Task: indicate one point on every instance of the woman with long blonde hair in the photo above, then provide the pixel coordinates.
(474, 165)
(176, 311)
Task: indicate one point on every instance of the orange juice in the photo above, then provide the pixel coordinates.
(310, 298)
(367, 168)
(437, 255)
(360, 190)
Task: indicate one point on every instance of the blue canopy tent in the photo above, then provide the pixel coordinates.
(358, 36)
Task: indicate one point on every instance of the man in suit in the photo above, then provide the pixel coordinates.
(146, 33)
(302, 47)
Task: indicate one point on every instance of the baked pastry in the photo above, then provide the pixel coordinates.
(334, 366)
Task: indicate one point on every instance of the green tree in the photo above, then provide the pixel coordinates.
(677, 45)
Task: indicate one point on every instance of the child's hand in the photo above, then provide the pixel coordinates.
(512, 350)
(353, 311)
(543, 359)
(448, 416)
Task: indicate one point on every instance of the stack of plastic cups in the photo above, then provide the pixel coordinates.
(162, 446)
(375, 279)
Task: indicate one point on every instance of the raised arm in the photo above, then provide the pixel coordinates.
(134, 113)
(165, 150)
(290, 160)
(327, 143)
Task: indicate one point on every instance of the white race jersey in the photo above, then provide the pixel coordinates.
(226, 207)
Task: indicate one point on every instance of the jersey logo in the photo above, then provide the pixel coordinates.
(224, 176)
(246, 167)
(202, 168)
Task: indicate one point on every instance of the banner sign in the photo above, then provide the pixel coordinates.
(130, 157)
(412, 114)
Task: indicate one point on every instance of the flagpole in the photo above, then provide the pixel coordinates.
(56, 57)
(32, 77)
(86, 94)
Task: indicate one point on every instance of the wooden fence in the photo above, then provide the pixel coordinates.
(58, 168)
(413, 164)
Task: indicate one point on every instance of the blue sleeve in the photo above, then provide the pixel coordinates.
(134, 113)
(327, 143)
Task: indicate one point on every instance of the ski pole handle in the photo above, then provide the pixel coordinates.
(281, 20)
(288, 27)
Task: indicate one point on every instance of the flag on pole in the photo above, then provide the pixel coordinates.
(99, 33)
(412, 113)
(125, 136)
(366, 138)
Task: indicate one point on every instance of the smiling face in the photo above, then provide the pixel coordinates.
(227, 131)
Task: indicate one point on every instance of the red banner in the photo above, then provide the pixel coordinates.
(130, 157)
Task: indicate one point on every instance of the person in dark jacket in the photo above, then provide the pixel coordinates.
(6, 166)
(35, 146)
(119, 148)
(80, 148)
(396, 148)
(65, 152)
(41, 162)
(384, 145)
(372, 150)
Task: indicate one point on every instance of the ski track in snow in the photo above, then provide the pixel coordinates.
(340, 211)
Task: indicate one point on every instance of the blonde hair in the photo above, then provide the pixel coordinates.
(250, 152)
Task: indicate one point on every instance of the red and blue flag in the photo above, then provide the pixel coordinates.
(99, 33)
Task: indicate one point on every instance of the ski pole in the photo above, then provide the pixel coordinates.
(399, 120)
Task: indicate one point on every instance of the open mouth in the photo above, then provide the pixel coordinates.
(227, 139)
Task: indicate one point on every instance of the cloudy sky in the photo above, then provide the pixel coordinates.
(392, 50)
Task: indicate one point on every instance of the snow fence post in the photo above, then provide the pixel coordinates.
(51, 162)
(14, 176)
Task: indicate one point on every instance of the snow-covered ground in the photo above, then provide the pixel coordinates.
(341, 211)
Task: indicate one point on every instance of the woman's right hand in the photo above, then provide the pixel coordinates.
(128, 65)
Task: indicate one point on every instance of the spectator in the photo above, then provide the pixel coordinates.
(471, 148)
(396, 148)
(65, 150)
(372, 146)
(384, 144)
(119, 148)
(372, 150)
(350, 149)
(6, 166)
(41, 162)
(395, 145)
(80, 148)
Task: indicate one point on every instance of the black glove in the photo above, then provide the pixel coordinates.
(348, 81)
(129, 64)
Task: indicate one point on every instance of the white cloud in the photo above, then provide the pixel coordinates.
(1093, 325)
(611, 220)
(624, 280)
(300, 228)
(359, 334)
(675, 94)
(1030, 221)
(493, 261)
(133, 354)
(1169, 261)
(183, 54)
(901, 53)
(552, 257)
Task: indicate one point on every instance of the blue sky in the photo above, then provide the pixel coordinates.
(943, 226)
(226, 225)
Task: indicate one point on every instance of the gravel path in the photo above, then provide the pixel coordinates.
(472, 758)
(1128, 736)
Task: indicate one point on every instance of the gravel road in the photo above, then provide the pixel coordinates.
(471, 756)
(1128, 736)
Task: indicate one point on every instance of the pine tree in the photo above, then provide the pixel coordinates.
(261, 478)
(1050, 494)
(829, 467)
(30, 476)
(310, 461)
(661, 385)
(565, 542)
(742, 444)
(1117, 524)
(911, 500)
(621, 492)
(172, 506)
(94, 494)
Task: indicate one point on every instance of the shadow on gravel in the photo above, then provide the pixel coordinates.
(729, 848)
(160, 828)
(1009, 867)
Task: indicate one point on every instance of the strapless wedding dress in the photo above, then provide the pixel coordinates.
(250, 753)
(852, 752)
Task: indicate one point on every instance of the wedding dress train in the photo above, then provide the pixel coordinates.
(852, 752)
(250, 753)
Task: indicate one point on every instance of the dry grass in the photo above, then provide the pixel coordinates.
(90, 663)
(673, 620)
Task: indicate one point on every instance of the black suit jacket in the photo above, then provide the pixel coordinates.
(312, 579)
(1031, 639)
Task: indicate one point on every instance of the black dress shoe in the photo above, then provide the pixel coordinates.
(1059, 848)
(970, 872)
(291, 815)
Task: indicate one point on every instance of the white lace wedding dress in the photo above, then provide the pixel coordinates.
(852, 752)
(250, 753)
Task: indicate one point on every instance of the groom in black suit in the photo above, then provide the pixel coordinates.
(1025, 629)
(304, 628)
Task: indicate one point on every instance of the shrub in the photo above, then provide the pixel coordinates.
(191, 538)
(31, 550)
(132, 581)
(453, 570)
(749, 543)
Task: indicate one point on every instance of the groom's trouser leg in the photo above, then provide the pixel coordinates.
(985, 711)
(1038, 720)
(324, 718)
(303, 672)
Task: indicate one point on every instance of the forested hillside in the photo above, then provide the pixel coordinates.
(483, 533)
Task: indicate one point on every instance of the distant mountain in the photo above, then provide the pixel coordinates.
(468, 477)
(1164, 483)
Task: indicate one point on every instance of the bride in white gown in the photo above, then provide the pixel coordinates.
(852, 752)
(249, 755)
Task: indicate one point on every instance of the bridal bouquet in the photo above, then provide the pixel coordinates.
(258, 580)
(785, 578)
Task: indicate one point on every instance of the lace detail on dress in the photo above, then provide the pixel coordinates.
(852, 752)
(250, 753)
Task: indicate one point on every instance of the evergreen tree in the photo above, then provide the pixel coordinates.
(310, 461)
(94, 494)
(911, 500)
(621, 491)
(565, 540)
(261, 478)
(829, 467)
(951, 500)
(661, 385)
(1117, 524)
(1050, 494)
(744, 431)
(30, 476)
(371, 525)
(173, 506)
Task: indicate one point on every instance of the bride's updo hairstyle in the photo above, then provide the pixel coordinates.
========
- _EXERCISE GOAL_: Extract the entries above verbatim.

- _TASK ANSWER_:
Task: indicate one point on every instance of the woman with long blonde hair in the photo above, then provide the pixel coordinates.
(474, 165)
(176, 311)
Task: indicate one point on every instance of the orange juice in the photo above, then provide the pixel coordinates.
(310, 298)
(367, 168)
(437, 255)
(360, 190)
Task: indicate one point on every instance of the blue canopy tent in the photo above, then provide the pixel coordinates.
(358, 36)
Task: indicate one point on every instance of the man in suit in the photo above, then provide the pixel coordinates.
(146, 33)
(302, 47)
Task: indicate one point on every instance of the baked pastry in the photo above, then provide the pixel coordinates.
(334, 366)
Task: indicate one point on every instance of the green tree in the photo above, then provide the pixel coordinates.
(677, 45)
Task: indicate one point on every instance of the child's hand in the photo above, then provide the pixel coordinates.
(512, 350)
(353, 311)
(543, 359)
(448, 416)
Task: indicate one point on every instance of the stack of plastic cups in the photo above, then provide the pixel coordinates.
(162, 446)
(375, 279)
Task: indicate one point on every instance of the raised arm in the photo above, then provide the pixel coordinates.
(134, 113)
(165, 150)
(290, 160)
(327, 143)
Task: indicate one point on every instance of the white race jersey in the photo above, then provide the pixel coordinates.
(226, 207)
Task: indicate one point on every instance of the jersey logo in the photo above, then provide the pixel coordinates.
(224, 176)
(246, 167)
(202, 168)
Task: indicate one point on every instance of the banner sign in the photo above, then provide the pixel coordinates.
(130, 157)
(412, 114)
Task: indicate one point on every instance of the flagpole in the photo above, then provide the pixel coordinates.
(56, 57)
(32, 77)
(86, 94)
Task: indicate one point on every instance of the wooden fence in the photo above, then provide the pixel coordinates.
(58, 168)
(413, 164)
Task: indicate one point on every instance of the blue sleeve in the photo above, then provide the pixel coordinates.
(134, 113)
(327, 143)
Task: indicate one point on every instance of the ski pole handle in the photo above, then provide the pixel coordinates.
(281, 20)
(288, 27)
Task: indicate one point on every instance of the flag on pole in the photo above, then provide the pixel coordinates.
(99, 33)
(412, 113)
(125, 136)
(366, 138)
Task: indicate one point on every instance of the smiling face in the photo above, then provide the pixel coordinates.
(227, 131)
Task: indicate one point on every instance of the red banner in the photo above, then provide the pixel coordinates.
(130, 157)
Task: indicate one point on every instance of the person in dark jacket in the photo above, then provide the pixel coordinates.
(6, 166)
(35, 146)
(119, 148)
(80, 148)
(396, 148)
(65, 152)
(41, 162)
(384, 145)
(372, 150)
Task: indicate one point on every instance of the ski track in snow in the photo above, then provide the pixel coordinates.
(340, 211)
Task: indicate one point on every instance of the blonde hair in the photo above, then provide the pixel coordinates.
(250, 152)
Task: indicate one point on every instance of the red and blue flag in the photo above, then provide the pixel coordinates.
(99, 33)
Task: indicate one point on every instance of the ski pole in the photo above, then provide the pixel coordinates.
(399, 120)
Task: indicate one point on every instance of the open mouth in the photo above, then provide the pixel coordinates.
(227, 139)
Task: indicate one point on every instance of the cloudy sky in the photo above, then provide the pixel coordinates.
(392, 50)
Task: indicate one point on every instance of the snow fence post in the photo above, then provide the pixel coordinates.
(51, 162)
(14, 176)
Task: indicate one point on every instance of the snow-covered ground in the photo above, then provide the pixel coordinates.
(341, 211)
Task: indicate one point on every instance of the woman's right hand in the photo above, then provide the pixel coordinates.
(128, 65)
Task: indicate one point on every instance of the spectator in the photo above, then provide the pixel coordinates.
(471, 148)
(396, 148)
(65, 150)
(372, 146)
(384, 144)
(119, 148)
(372, 150)
(350, 149)
(6, 166)
(41, 162)
(395, 145)
(80, 148)
Task: indicate one point on every instance of the black glove in the photo above, then provide the pixel coordinates.
(348, 81)
(129, 64)
Task: indicate one point on every instance of the white cloud in the photo above, then provide the pixel coordinates.
(1093, 325)
(611, 220)
(624, 280)
(300, 228)
(359, 334)
(675, 94)
(1030, 221)
(493, 261)
(133, 354)
(1169, 261)
(183, 54)
(901, 53)
(552, 257)
Task: indicate one point on every instance of the blue sky in the photo above, then provide the pixel coordinates.
(943, 226)
(226, 225)
Task: indicate one point on every instance of the gravel path in the photo above, then provide the pixel coordinates.
(472, 758)
(1128, 736)
Task: indicate one point on every instance of the gravel road in the photo above, then provide the pixel coordinates.
(471, 756)
(1128, 736)
Task: indicate one point on every instance of the pine tree in the photo above, then provide the pixel coordinates.
(261, 478)
(1050, 494)
(829, 467)
(30, 476)
(310, 461)
(661, 385)
(565, 542)
(742, 444)
(1117, 524)
(911, 500)
(621, 492)
(172, 506)
(94, 494)
Task: indicate one point on every instance of the shadow on gravel in the photo above, then provide the pixel coordinates.
(729, 848)
(160, 828)
(1009, 867)
Task: indicate one point on every instance of the strapless wedding dress in the photo above, then provide the pixel coordinates.
(250, 753)
(852, 752)
Task: indicate one point on every instance of the wedding dress train in the photo above, then provide the pixel coordinates.
(852, 752)
(250, 753)
Task: indicate one point on every instance of the dry grass in the photo above, then provide the pixel coordinates.
(90, 663)
(673, 620)
Task: indicate one point on every instance of the black suit jacket in the photo above, then provide the pixel coordinates.
(312, 579)
(1031, 639)
Task: indicate one point on every instance of the black dress shoe in the photo above, then provide the pixel coordinates.
(1059, 848)
(970, 872)
(291, 815)
Task: indicate one point on every instance of the white lace wedding dress in the photo above, then provide the pixel coordinates.
(852, 752)
(250, 753)
Task: indicate one point on every instance of the groom in black suit in the photo above, then provide the pixel coordinates.
(1025, 629)
(304, 628)
Task: indicate one point on every instance of the shrub in the photo above, then provide the pixel coordinates.
(191, 538)
(31, 550)
(132, 581)
(453, 570)
(749, 543)
Task: indicate one point on every instance of the groom's trouser leg in the photo above, then provide the pixel coordinates.
(985, 711)
(1038, 720)
(324, 718)
(303, 672)
Task: indicate one point on every instance of the forested hillside in the photo above, then provide the pixel coordinates.
(483, 533)
Task: indicate one point on every instance of the distant mountain in the photo above, then provide the pixel coordinates.
(468, 477)
(1164, 483)
Task: indicate one point on every instance of the bride in white gown in the photo above, then provide the pixel coordinates.
(852, 752)
(249, 755)
Task: indicate one point on every instance of the bridal bouquet in the photo above, then provide the pixel coordinates.
(258, 580)
(785, 578)
Task: indicate one point on every instance of the lace detail on dress in the photo above, then provide the pixel coordinates.
(852, 752)
(250, 753)
Task: indicate one point on every instance of the evergreen tree in the photo above, then provide the pixel coordinates.
(310, 461)
(94, 494)
(911, 500)
(621, 491)
(565, 540)
(261, 478)
(829, 467)
(951, 500)
(661, 385)
(1117, 524)
(1050, 494)
(744, 431)
(30, 476)
(371, 525)
(173, 506)
Task: indicate one point on every instance of the bride's updo hairstyle in the photo above, then provide the pixel coordinates.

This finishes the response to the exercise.